Problem: Please reproduce the rows from the one containing "find every bridle." through the one containing "[12,36,97,182]", swapping "bridle" for "halter" and leaving everything else unchanged.

Data shown:
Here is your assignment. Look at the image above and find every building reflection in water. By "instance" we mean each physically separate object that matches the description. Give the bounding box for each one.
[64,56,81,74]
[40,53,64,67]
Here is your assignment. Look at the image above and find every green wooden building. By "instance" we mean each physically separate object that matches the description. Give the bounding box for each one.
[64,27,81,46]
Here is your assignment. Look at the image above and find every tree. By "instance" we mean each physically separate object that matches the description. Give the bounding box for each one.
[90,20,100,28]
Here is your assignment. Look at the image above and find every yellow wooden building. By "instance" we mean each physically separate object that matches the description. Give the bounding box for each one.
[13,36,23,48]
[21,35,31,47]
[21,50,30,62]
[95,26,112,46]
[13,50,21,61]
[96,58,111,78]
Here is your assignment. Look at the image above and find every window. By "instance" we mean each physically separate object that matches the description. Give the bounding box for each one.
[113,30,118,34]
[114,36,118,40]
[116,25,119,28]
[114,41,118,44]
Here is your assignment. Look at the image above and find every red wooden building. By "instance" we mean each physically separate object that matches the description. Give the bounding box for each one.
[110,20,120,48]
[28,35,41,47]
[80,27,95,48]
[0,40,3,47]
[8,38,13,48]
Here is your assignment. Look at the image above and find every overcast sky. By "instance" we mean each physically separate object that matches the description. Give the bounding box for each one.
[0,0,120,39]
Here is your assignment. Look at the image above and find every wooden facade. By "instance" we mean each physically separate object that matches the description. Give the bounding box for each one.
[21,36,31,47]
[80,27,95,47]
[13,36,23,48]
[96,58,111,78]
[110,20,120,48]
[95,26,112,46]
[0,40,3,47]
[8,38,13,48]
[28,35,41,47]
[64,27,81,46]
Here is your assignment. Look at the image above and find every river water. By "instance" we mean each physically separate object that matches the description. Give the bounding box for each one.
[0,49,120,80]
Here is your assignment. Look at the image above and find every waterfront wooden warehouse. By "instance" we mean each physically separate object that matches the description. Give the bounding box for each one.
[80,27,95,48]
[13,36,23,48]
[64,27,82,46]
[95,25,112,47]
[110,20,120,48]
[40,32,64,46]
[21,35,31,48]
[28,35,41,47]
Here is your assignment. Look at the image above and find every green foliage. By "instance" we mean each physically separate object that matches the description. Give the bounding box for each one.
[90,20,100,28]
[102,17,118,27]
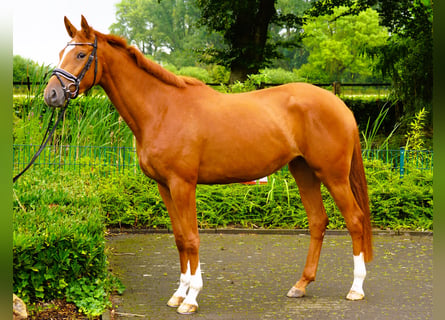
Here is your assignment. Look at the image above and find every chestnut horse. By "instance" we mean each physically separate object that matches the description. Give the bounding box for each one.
[44,16,372,314]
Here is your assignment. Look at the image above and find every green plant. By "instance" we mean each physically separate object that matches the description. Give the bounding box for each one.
[361,106,400,150]
[405,108,428,150]
[13,172,122,316]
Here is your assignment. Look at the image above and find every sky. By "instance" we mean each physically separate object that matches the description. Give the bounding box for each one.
[13,0,121,66]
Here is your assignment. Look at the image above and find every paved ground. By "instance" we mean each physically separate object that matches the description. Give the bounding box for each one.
[104,234,433,320]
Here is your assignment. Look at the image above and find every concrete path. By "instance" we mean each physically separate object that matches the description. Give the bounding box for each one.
[103,234,433,320]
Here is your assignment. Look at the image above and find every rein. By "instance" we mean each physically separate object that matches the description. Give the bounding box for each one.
[12,37,97,183]
[12,103,68,183]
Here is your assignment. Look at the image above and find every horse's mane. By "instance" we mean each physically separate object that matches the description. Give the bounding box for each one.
[95,31,204,88]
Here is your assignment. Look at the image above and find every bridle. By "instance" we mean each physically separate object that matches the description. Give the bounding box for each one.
[52,36,97,104]
[12,36,97,182]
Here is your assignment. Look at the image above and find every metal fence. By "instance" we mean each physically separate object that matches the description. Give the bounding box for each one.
[13,145,433,177]
[13,145,140,174]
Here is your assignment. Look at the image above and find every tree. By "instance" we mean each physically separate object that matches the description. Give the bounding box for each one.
[300,7,388,82]
[309,0,433,114]
[196,0,303,82]
[110,0,206,65]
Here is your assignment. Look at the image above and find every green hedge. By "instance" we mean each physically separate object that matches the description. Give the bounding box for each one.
[98,160,433,230]
[13,161,433,315]
[13,173,121,316]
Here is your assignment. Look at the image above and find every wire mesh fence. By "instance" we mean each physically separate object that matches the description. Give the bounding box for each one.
[13,145,140,174]
[13,144,433,177]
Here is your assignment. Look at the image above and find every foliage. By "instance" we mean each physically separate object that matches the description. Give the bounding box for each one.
[196,0,310,83]
[361,102,400,150]
[299,7,388,82]
[13,172,122,316]
[12,55,39,82]
[405,108,427,150]
[309,0,433,121]
[15,160,433,230]
[110,0,211,66]
[367,161,433,231]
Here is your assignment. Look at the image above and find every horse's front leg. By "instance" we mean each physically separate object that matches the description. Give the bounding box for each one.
[158,181,202,314]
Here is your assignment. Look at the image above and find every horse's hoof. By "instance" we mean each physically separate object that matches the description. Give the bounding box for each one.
[167,296,185,308]
[287,287,306,298]
[176,303,198,314]
[346,290,365,301]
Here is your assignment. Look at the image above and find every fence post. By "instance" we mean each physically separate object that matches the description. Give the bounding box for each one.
[332,81,341,96]
[400,147,405,178]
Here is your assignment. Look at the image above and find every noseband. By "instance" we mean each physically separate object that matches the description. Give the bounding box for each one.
[52,37,97,103]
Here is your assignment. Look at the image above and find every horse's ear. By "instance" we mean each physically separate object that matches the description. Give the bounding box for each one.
[64,16,77,38]
[80,15,91,38]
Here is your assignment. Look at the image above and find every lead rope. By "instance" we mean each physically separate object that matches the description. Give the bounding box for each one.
[12,105,69,183]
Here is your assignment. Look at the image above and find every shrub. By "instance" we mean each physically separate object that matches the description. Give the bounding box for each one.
[13,173,122,316]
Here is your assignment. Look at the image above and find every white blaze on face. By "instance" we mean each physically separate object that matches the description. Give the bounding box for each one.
[57,45,75,68]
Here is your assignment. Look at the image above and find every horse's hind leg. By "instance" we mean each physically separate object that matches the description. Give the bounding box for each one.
[323,177,366,300]
[287,158,328,298]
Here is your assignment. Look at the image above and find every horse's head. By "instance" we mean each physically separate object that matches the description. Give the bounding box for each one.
[44,16,101,107]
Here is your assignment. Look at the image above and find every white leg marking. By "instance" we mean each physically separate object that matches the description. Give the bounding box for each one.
[174,262,191,298]
[167,264,191,308]
[183,262,202,306]
[346,252,366,300]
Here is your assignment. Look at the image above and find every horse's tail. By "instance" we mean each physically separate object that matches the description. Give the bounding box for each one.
[349,134,372,262]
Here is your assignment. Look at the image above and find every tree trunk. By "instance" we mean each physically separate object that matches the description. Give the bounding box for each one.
[226,0,275,83]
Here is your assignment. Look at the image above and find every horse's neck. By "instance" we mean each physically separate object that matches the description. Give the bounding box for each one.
[100,49,170,141]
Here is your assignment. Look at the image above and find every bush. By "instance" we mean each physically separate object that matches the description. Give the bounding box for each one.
[177,67,212,82]
[93,160,433,230]
[13,173,122,316]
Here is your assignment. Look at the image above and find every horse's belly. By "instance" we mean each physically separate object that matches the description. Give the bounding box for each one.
[198,145,298,184]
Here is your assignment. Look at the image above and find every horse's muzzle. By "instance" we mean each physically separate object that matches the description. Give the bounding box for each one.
[43,79,66,107]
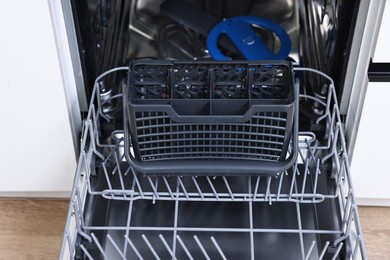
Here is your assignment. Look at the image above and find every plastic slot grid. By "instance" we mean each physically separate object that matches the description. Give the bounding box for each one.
[60,69,366,259]
[136,111,287,161]
[125,61,297,175]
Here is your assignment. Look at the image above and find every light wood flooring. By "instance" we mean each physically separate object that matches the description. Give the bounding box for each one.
[0,198,390,260]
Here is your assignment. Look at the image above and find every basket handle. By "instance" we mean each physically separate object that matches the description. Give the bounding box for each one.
[125,152,297,176]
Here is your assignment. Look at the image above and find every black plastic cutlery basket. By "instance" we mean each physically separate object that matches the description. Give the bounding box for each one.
[123,60,298,175]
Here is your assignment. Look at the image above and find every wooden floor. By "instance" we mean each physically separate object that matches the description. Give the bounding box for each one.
[0,198,390,260]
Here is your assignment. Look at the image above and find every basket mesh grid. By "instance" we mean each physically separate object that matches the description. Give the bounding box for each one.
[136,111,287,161]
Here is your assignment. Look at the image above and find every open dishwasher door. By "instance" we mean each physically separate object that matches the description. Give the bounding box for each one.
[51,0,380,259]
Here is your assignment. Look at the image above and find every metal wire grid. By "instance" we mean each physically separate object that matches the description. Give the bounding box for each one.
[60,66,365,259]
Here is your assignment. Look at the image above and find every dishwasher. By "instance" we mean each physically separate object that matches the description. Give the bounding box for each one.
[60,0,372,259]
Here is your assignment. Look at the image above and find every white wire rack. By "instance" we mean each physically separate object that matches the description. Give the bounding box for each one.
[60,68,365,259]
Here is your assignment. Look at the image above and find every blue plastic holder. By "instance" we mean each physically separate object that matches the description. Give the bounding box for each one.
[206,16,291,60]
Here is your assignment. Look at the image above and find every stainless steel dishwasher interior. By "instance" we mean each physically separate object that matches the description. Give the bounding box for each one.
[62,0,364,259]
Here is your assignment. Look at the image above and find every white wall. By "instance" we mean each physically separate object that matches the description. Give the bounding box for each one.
[0,0,80,196]
[351,1,390,206]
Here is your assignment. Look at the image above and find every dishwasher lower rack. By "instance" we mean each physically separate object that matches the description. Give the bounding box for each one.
[60,69,366,259]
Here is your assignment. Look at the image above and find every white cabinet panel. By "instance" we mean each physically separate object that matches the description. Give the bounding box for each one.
[352,83,390,205]
[351,1,390,206]
[0,0,76,196]
[372,1,390,62]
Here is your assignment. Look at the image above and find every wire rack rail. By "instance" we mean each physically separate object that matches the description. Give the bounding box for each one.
[60,68,365,259]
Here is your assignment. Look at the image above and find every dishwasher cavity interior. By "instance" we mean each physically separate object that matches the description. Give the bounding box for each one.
[60,0,365,259]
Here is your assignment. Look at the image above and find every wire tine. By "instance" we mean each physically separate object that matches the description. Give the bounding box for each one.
[253,176,261,200]
[276,172,287,201]
[318,241,330,260]
[163,176,175,200]
[79,244,93,260]
[125,235,144,260]
[194,235,210,260]
[115,153,126,199]
[141,234,160,259]
[288,163,298,200]
[107,234,126,260]
[191,176,204,200]
[300,161,310,202]
[222,176,234,200]
[206,176,219,200]
[131,168,144,198]
[146,176,158,198]
[176,235,194,260]
[210,236,227,260]
[158,234,176,259]
[265,177,272,205]
[91,233,109,259]
[305,240,316,260]
[102,163,114,199]
[313,159,321,197]
[332,243,343,260]
[177,177,190,200]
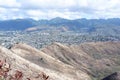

Task response:
Here is your assignment. Look at the image above and find every halter. By "instance" we mean each physically separate object that matches the description. Give the bounding box for each one.
[52,36,97,104]
[12,36,97,182]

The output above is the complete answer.